§ Directions for this task: Could you write out, word for word, each line from the one containing "Pass this photo to locate to point out the red" to the last line of the data below, both included and nothing more?

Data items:
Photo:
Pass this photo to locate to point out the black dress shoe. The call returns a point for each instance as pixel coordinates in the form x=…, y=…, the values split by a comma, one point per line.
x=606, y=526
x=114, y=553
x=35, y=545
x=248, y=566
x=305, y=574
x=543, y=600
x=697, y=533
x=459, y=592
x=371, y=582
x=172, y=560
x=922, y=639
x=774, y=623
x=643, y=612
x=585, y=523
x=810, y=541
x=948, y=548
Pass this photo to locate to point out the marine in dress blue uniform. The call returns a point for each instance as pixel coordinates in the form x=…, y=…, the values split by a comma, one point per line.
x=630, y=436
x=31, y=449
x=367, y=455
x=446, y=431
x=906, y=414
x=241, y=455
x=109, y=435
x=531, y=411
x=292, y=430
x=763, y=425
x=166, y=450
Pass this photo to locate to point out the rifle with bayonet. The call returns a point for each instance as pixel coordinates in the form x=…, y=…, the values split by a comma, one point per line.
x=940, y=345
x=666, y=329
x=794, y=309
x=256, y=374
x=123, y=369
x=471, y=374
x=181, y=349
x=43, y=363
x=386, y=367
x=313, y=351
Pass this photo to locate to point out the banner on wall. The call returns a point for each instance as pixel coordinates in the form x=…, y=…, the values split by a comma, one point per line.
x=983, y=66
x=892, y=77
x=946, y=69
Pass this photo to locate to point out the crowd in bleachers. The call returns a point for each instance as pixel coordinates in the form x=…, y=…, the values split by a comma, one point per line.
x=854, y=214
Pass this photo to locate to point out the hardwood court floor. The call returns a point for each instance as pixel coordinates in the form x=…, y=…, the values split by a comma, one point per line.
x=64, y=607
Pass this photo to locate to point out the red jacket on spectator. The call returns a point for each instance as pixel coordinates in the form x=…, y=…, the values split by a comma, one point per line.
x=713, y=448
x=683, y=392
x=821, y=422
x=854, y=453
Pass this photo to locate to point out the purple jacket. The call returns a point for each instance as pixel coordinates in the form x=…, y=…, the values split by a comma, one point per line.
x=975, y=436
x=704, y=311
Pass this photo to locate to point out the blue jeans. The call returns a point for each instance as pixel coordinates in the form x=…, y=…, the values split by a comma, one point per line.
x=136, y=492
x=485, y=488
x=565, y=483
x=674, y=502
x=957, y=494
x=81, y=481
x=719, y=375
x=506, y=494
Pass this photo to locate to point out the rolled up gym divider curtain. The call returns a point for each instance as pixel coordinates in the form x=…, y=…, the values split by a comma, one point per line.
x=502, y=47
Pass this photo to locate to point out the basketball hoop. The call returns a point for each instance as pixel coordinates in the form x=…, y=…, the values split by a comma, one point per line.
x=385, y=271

§ Answer space:
Pass this photo to locate to point out the red jacket on spectator. The call returns a point for each instance as pixel coordinates in the form x=…, y=…, the values split by a comma, one point per line.
x=713, y=448
x=683, y=392
x=821, y=422
x=854, y=453
Pass this photo to locate to point out the purple jacket. The call returns a point for each instance as pixel coordinates in the form x=…, y=…, the values split by a comma, one point per line.
x=975, y=436
x=704, y=311
Pass this photo to locate to point out the blue jeans. The call returns a point for each instance as pixel coordinates in the form x=…, y=…, the values split by a comma, one point per line.
x=136, y=492
x=485, y=488
x=565, y=483
x=674, y=502
x=957, y=494
x=81, y=481
x=719, y=375
x=506, y=494
Pass this photo to locate to point out the rolled up gym divider curtain. The call returns a point for each instance as pixel coordinates in the form x=…, y=…, the values split by a comma, one point per line.
x=502, y=47
Pass this photo to locate to point out the basketball hoop. The call returns a point for each instance as pixel coordinates in the form x=…, y=…, the values split by a comma, one point per line.
x=385, y=271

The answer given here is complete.